◆ PASSAGE TO READ
A wide shot of destroyed buildings and trees immediately after a tornado

Photo by Charlie Riedel, Associated Press

Eventually, when the footage became too much, I went to my room and got ready for bed. Thunder began to gently rumble in the distance and a steady rain drummed against the roof. Looking at the drops streaking our windows, I realized this was the remnants of the storm that had so damaged Joplin. That deeply misguided wish for a tornado to “shake us all up” now disgusted me and became a rejection of the rain and all it had cost.

Is this really what you wanted? I asked myself, before falling asleep.


I suspect Young Charlie, Uncle Charlie, and I aren’t alone in our feelings of ennui. Art engages with the theme of “going along” with life and wondering how to create a life worth living too frequently for it to be an unusual emotion. It may feel isolating to experience, but Shadow of a Doubt and Hitchcock’s other works exploring this theme speak to these realities.

◆ DATASET CONTENT
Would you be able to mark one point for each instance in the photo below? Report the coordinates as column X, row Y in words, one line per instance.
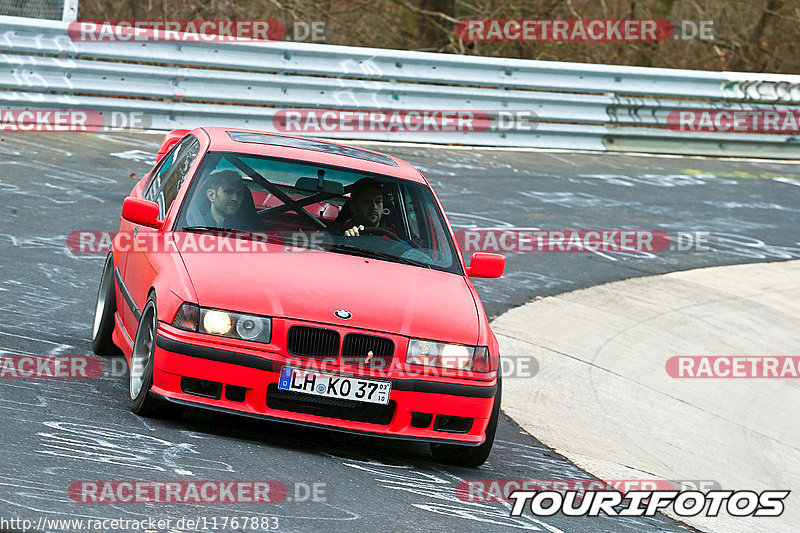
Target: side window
column 167, row 180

◆ WRITTEN TASKS
[a] List every person or film character the tornado passage mentions by name.
[b] Set down the tornado passage word for word, from "Eventually, when the" up to and including "it had cost.".
[c] Write the next part of the tornado passage, picking up after its last sentence.
The lines have no role in this work.

◆ ANSWER SET
[a]
- Charlie Riedel
- Young Charlie
- Uncle Charlie
- Hitchcock

[b]
Eventually, when the footage became too much, I went to my room and got ready for bed. Thunder began to gently rumble in the distance and a steady rain drummed against the roof. Looking at the drops streaking our windows, I realized this was the remnants of the storm that had so damaged Joplin. That deeply misguided wish for a tornado to “shake us all up” now disgusted me and became a rejection of the rain and all it had cost.

[c]
Most of us, however, don’t cope with the struggle by completely rejecting safety and routine. We do what we can to seek safety and construct meaning even if it feels silly sometimes. This doesn’t mean we have to follow socially prescribed models to the letter; Young Charlie might not ever take solace in homemaking like her mother. It does mean that we find the small routines that line up with our values and cultivate them. Once these are threatened, even if we didn’t know they existed, we suddenly prefer the occasional ennui. For example, Young Charlie sees only her uncle’s travel and exciting city life and thinks this is what she too wants. The moment she realizes the truth though, she screams at her uncle to go away. Perhaps, she realizes, “just going along” isn’t so bad after all.

Shadow of a Doubt is full of characters that have embraced this quiet life. Emma puts great care into her clean house and her family dinners. The police officer spends his days cheerfully telling people when to cross the street. And while Joseph and his friend Herbie (Hume Cronyn) have a morbid fascination with escaping their average lives via discussions of murder, they too ultimately conform to their roles in the Santa Rosa community. Uncle Charlie, so loathing of the world he considers to be hell, is the outlier. His existence is exciting in a terrible way, but his rejection of safety and routine comes at the cost of his life and the respect of his niece.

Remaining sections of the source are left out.